### Selected extract
☆ ☆ ☆ ☆ ☆ ☆ ☆
Based on these assumptions and considering a one-sector economy, where consumers have a common elasticity of substitution σ among all goods as well as symmetric transportation costs among trading partners, Anderson and van Wincoop (2003) derive a theory consistent gravity model equation as

$$\begin{array}{*{20}c} {Y_{ij} = \frac{{X_i X_j }}{{X_w }}\left( {\frac{{T_{ij} }}{{P_i P_j }}} \right)^{1 - \sigma } } & {{\rm or}:} \\ \end{array}\,\,\,\,\,\,Y_{ij} = kX_i X_j T_{ij}^{1 - \sigma } P_i^{^{\sigma - 1} } P_j^{\sigma - 1} ,$$

(5.2)

where k=1/X _w . Y _ij is the nominal value of exports from country i to j, X _i(j) denotes total income for i(j), X _w is world income, (T _ij −1) reflect ‘iceberg’ transportation (trade) costs and P _i(j) are further (multilateral) resistance variables as described by Anderson and van Wincoop (2003).³ Iceberg transportation costs indicate that T _ij units of the product must be shipped to country j in order for one unit to arrive. Feenstra (2004) proposes to model trade costs T _ij as a function of distance d _ij and other border effects associated with selling from country i to j. A similar specification can be used for modelling FDI.
☆ ☆ ☆ ☆ ☆ ☆ ☆
### Required work
In the gravity model excerpt, who proposes modeling trade costs as a function of distance and other border effects? The listing isn't needed.

### Supplied data
☆ ☆ ☆ ☆ ☆ ☆ ☆
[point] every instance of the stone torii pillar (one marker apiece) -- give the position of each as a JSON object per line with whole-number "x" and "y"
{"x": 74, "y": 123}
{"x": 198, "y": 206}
☆ ☆ ☆ ☆ ☆ ☆ ☆
### Task answer
Feenstra (2004)